WHAT YOU ARE ASKED TO DO — How many lines in the records below contain the string "distant"? Case counts; reply with the number only.

>>

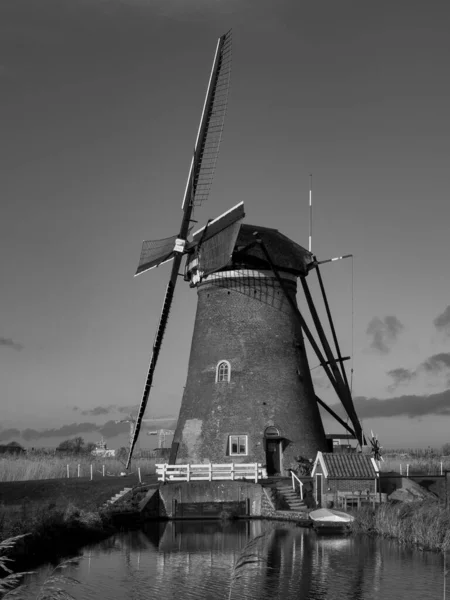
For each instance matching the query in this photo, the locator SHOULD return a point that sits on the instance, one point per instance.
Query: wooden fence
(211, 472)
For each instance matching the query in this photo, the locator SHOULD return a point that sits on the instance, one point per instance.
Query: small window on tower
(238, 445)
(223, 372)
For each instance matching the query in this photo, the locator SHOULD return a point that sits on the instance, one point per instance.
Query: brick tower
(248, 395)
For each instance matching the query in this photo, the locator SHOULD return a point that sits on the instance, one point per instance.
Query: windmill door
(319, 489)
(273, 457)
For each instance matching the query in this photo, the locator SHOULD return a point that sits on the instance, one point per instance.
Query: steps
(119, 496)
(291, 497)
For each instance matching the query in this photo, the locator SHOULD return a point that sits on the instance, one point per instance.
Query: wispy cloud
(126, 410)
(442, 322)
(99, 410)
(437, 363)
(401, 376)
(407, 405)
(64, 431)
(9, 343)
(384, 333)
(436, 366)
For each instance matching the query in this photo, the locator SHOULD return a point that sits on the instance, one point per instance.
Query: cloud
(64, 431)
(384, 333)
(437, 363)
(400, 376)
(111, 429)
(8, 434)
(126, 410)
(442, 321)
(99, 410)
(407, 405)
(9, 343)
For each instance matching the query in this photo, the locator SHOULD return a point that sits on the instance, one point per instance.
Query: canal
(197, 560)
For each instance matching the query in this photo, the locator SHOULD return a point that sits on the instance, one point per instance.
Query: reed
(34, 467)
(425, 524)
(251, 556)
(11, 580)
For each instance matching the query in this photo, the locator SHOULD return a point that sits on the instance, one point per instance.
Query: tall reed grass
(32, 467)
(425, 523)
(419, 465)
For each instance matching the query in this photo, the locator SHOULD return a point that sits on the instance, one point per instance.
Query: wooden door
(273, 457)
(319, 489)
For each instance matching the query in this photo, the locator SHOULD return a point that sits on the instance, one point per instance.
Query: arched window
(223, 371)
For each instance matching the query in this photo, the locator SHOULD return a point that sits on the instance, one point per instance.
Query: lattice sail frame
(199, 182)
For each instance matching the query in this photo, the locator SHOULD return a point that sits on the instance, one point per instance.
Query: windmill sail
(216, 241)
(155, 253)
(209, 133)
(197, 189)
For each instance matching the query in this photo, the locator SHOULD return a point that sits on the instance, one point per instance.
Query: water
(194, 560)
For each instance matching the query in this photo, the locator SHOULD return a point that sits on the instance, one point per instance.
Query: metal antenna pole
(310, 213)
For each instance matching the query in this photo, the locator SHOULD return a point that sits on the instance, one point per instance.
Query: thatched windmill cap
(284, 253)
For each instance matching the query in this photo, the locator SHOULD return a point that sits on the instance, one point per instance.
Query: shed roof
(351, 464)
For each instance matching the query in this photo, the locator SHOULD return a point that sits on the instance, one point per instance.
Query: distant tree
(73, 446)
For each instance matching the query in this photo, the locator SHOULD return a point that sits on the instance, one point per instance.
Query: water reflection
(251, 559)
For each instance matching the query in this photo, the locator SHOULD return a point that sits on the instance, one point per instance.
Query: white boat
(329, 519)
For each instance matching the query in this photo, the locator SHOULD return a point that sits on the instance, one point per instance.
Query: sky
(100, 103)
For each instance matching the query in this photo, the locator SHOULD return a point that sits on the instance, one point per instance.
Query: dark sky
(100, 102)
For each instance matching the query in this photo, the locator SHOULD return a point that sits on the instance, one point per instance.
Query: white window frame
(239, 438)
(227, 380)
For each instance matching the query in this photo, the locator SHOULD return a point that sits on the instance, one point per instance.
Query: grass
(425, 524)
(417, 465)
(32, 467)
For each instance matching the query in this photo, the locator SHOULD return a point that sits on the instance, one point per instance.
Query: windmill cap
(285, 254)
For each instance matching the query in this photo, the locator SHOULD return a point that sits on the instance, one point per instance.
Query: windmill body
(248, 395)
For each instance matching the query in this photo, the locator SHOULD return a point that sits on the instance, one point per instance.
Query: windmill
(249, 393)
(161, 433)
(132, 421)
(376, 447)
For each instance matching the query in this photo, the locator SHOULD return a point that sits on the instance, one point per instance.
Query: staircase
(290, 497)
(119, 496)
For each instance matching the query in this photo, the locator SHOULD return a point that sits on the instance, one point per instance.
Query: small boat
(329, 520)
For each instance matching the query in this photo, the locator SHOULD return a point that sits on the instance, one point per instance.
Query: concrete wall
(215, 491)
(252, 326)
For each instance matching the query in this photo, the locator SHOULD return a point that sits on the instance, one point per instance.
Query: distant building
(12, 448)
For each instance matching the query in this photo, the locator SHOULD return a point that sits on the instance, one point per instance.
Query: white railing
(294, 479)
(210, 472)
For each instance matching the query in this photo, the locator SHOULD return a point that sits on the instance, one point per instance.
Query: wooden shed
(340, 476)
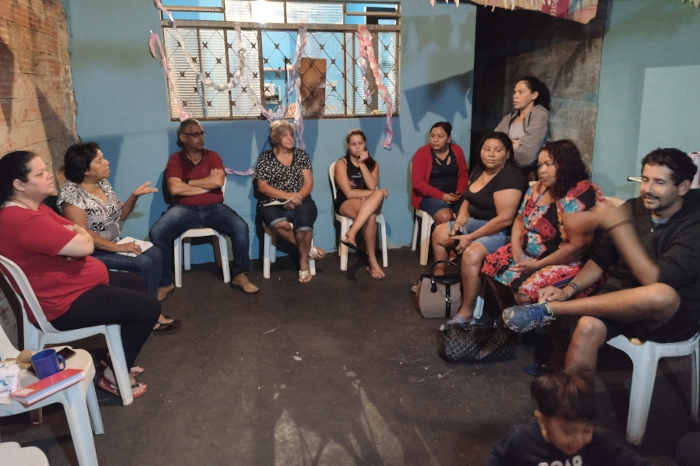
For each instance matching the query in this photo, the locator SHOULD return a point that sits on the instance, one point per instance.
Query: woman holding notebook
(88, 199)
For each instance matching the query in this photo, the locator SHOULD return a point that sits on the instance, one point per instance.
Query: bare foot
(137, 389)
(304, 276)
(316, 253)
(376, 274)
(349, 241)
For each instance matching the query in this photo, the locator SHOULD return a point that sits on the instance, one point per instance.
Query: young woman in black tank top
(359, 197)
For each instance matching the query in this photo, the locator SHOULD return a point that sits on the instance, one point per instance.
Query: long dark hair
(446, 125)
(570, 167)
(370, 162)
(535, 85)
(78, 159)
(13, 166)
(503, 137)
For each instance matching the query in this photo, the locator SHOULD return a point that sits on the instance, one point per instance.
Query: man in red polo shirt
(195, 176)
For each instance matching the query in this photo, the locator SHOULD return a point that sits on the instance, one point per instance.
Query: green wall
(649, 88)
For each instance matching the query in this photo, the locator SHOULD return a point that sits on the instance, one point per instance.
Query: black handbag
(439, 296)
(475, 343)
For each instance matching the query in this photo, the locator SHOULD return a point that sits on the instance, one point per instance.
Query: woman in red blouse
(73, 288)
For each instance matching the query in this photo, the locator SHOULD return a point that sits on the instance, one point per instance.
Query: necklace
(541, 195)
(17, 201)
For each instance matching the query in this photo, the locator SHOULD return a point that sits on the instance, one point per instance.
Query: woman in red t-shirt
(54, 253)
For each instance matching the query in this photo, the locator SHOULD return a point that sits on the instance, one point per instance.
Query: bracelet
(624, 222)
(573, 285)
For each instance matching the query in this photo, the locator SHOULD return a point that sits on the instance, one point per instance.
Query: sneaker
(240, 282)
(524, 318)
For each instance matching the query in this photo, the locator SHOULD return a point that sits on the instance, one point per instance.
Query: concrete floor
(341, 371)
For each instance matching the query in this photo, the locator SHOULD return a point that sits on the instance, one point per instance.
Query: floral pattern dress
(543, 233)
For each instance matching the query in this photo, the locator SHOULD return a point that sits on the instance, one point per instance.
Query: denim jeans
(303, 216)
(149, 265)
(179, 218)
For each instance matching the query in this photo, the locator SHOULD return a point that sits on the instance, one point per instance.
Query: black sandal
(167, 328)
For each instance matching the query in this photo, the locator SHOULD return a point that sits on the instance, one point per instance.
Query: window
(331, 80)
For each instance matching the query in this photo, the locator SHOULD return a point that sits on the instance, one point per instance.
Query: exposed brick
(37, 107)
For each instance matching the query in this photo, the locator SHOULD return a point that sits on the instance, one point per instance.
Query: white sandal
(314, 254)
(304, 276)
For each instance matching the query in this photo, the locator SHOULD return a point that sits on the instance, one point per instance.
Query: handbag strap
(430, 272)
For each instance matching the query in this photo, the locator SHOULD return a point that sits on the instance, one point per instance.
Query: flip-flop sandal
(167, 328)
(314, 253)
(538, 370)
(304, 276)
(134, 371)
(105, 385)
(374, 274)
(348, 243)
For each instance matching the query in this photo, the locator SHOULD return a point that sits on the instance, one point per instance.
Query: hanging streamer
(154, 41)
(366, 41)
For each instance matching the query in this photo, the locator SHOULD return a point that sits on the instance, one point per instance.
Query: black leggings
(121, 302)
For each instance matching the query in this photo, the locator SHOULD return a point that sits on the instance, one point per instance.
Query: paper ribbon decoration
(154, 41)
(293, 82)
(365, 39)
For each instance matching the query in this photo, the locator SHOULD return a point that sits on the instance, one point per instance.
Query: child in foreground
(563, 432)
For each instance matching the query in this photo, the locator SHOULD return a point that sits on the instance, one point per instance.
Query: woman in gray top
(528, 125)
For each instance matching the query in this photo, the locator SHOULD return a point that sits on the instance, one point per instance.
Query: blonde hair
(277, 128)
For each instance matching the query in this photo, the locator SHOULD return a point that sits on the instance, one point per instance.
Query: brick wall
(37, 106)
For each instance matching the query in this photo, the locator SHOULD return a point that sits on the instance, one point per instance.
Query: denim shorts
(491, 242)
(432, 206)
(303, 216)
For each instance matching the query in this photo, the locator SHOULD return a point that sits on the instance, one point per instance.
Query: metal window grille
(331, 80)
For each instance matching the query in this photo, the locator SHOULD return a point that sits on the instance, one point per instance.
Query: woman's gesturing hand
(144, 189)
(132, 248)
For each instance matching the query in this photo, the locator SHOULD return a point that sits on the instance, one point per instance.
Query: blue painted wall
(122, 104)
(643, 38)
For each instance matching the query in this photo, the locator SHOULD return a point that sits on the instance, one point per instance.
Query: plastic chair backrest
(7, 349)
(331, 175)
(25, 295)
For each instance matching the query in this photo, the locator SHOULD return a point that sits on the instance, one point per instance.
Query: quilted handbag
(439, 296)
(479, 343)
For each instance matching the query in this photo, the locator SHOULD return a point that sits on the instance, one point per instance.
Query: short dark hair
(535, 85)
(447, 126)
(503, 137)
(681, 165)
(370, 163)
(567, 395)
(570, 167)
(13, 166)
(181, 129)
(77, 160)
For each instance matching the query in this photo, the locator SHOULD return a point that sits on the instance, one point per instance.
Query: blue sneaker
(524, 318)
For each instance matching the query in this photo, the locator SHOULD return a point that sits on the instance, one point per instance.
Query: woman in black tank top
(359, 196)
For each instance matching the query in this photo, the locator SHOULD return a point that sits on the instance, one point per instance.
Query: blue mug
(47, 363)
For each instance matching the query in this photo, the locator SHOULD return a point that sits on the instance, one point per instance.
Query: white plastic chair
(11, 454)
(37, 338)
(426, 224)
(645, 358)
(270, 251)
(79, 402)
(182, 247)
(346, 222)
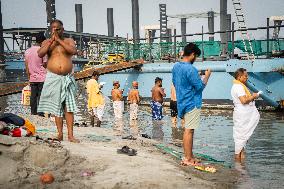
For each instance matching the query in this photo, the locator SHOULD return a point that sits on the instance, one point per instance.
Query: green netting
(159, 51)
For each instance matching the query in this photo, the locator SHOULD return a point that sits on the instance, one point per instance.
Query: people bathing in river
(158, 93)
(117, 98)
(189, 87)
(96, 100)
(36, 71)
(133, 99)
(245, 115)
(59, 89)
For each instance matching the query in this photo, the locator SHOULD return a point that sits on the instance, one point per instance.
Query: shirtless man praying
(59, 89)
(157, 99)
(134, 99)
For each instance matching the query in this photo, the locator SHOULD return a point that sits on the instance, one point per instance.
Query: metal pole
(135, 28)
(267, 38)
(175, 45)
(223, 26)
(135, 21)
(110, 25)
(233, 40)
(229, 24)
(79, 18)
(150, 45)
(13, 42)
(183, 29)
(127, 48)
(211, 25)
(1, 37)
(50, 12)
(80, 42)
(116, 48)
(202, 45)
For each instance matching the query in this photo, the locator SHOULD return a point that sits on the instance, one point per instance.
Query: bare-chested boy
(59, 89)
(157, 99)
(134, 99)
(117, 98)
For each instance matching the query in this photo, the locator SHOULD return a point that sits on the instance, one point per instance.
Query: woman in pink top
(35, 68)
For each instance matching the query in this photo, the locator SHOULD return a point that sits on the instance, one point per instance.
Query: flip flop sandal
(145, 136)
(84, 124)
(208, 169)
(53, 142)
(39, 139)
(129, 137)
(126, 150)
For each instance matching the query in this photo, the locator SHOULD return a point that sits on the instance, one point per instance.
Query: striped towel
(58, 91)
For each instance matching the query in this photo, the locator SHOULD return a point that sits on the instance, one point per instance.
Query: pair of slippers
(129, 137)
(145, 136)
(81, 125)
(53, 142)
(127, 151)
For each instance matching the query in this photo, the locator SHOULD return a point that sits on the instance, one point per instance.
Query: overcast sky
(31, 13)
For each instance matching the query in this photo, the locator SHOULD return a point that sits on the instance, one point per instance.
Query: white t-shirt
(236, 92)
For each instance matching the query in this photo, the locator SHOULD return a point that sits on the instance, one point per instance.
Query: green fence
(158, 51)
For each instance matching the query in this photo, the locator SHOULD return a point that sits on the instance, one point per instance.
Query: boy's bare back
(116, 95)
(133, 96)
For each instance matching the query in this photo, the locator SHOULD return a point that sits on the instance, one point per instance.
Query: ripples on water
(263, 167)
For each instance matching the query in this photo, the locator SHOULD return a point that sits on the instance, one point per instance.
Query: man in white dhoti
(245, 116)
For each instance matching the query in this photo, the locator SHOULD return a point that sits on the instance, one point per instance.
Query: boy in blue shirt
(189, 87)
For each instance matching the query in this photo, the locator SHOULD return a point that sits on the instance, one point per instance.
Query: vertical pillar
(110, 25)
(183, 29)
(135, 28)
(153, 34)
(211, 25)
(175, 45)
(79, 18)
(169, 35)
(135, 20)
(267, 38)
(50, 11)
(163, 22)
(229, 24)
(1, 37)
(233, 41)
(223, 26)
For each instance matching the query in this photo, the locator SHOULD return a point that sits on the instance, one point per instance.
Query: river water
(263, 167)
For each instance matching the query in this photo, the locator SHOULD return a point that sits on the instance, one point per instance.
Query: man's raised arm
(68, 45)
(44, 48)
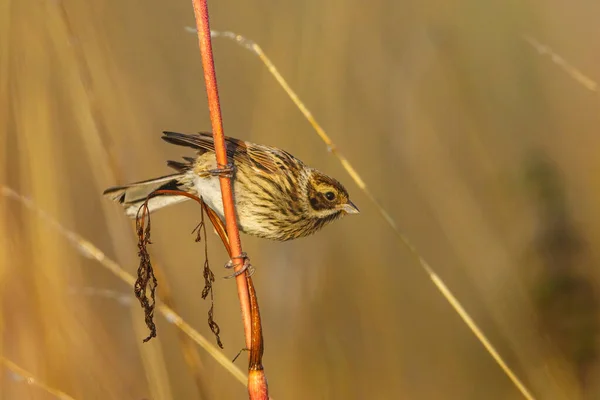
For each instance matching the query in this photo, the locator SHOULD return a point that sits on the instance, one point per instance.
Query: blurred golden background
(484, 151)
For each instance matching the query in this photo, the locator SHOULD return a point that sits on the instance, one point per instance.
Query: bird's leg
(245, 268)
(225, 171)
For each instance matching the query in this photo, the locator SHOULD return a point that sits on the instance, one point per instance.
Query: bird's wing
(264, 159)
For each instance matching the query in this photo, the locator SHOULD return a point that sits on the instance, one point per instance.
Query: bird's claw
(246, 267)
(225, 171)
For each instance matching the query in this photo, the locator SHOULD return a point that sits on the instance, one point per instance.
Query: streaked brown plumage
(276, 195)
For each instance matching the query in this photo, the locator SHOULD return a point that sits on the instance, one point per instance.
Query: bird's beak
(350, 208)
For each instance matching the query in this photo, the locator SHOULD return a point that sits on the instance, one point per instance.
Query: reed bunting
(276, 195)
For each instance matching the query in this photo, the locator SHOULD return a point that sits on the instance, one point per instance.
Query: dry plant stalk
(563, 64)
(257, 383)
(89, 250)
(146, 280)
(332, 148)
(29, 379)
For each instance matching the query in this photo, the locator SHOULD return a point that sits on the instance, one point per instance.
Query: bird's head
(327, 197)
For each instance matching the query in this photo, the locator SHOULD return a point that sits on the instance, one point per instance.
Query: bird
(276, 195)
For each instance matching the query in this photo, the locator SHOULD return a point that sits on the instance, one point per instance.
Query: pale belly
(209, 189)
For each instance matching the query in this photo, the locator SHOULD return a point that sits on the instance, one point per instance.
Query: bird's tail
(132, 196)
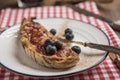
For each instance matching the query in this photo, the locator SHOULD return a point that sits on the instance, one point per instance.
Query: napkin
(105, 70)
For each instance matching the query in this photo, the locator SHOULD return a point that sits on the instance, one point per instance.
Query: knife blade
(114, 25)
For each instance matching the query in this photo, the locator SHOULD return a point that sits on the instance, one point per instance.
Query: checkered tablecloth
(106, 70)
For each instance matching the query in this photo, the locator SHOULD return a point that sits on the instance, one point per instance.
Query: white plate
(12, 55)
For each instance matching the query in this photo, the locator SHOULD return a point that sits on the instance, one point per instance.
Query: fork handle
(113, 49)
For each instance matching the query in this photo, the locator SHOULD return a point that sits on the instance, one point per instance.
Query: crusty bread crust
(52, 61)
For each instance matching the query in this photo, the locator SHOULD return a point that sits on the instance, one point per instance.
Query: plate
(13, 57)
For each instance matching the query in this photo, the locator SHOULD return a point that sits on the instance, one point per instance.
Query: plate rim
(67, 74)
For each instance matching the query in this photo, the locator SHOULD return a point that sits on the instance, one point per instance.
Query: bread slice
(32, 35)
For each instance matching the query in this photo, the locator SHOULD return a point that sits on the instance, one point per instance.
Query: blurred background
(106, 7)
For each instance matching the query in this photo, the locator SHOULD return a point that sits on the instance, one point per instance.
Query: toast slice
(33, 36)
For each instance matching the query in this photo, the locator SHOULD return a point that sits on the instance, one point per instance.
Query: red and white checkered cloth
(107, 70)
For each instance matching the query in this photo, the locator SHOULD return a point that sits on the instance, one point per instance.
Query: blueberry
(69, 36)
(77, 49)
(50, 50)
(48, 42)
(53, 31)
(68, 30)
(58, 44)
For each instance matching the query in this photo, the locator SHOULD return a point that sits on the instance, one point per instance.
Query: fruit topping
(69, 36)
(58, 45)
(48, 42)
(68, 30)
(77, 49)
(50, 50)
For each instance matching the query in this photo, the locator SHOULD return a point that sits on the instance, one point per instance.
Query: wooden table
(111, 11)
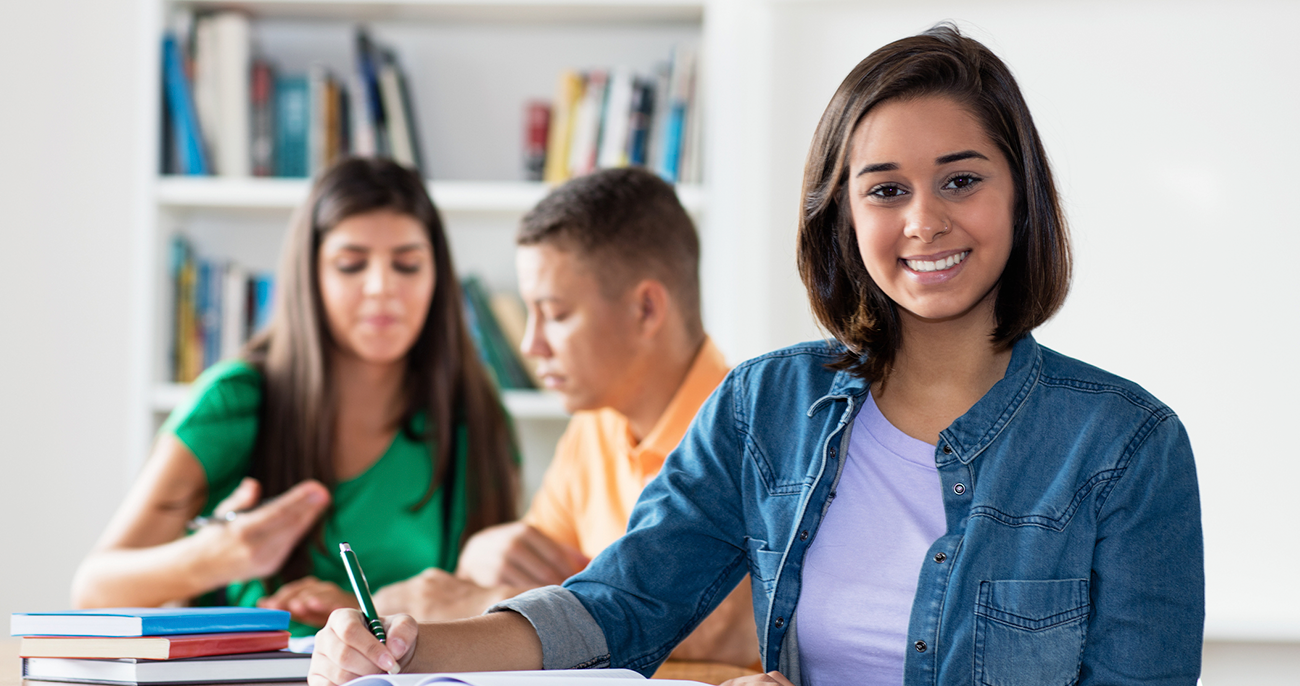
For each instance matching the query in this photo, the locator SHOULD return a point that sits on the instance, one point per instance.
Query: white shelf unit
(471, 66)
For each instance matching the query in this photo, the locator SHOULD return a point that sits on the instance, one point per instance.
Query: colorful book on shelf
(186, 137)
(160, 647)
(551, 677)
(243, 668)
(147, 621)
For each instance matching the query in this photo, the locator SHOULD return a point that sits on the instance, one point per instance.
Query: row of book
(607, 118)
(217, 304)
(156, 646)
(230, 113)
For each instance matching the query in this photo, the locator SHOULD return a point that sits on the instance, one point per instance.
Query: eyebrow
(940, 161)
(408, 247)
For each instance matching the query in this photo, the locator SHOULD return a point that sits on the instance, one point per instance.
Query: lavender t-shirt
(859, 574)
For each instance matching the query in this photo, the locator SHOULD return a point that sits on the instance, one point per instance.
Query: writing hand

<<

TASK RESULT — 2